▸ SOURCE EXCERPT
========
The next thing we need to do is attach the navigate event to relevant elements on the page. In our case this would be the four buttons we defined earlier. The best way to attach these events is to do it through jQuery. The document needs to be fully loaded before we do this so we use the ready() function to wrap the code in. We use jQuery’s click function to instantiate an anonymous function which in turn triggers the navigate function with an appropriate value for position.
$(document).ready(function() 
		{ 
 
			$('#scroll1').click(function() 
				{ 
					navigate(0); 
				} 
			); 
 
			$('#scroll2').click(function() 
				{ 
					navigate('-600'); 
				} 
			); 
 
			$('#scroll3').click(function() 
				{ 
					navigate('-1200'); 
				} 
			); 
 
			$('#scroll4').click(function() 
				{ 
					navigate('-1800'); 
				} 
			);
		}
	);
So that is all that is required to create the scrolling showcase “widget” but we’ll just add a few more lines of jQuery to add some opacity to the label and make it fade in when the mouse is over it and fade out when the mouse is moved out of it. This code can simply be added to the ready() function ensuring it isn’t executed until the document is fully loaded. We’ll bind the event since, as you will see later, we will need to unbind it in certain circumstances. The two functions to fade in and fade out are defined as:
function fadeOut()
========
▸ DATA
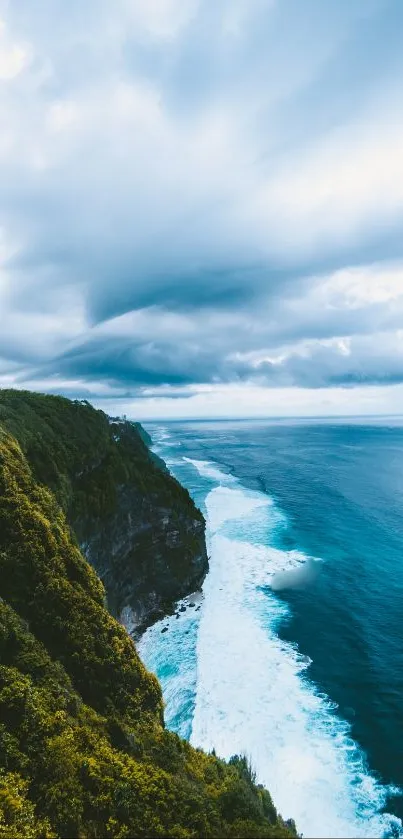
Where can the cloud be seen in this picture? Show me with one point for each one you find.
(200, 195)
========
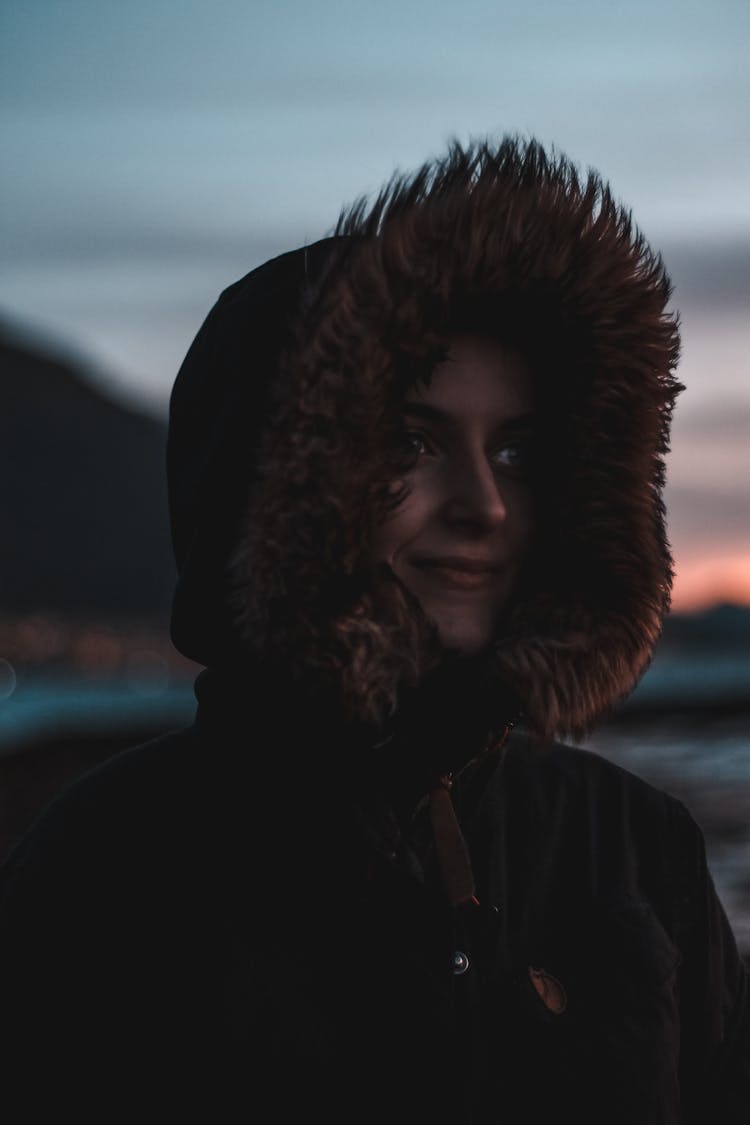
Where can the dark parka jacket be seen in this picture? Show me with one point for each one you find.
========
▸ GIVEN TASK
Write out the full jQuery scrolling showcase excerpt above, word for word and line for line, without any change.

▸ FULL RESPONSE
The next thing we need to do is attach the navigate event to relevant elements on the page. In our case this would be the four buttons we defined earlier. The best way to attach these events is to do it through jQuery. The document needs to be fully loaded before we do this so we use the ready() function to wrap the code in. We use jQuery’s click function to instantiate an anonymous function which in turn triggers the navigate function with an appropriate value for position.
$(document).ready(function() 
		{ 
 
			$('#scroll1').click(function() 
				{ 
					navigate(0); 
				} 
			); 
 
			$('#scroll2').click(function() 
				{ 
					navigate('-600'); 
				} 
			); 
 
			$('#scroll3').click(function() 
				{ 
					navigate('-1200'); 
				} 
			); 
 
			$('#scroll4').click(function() 
				{ 
					navigate('-1800'); 
				} 
			);
		}
	);
So that is all that is required to create the scrolling showcase “widget” but we’ll just add a few more lines of jQuery to add some opacity to the label and make it fade in when the mouse is over it and fade out when the mouse is moved out of it. This code can simply be added to the ready() function ensuring it isn’t executed until the document is fully loaded. We’ll bind the event since, as you will see later, we will need to unbind it in certain circumstances. The two functions to fade in and fade out are defined as:
function fadeOut()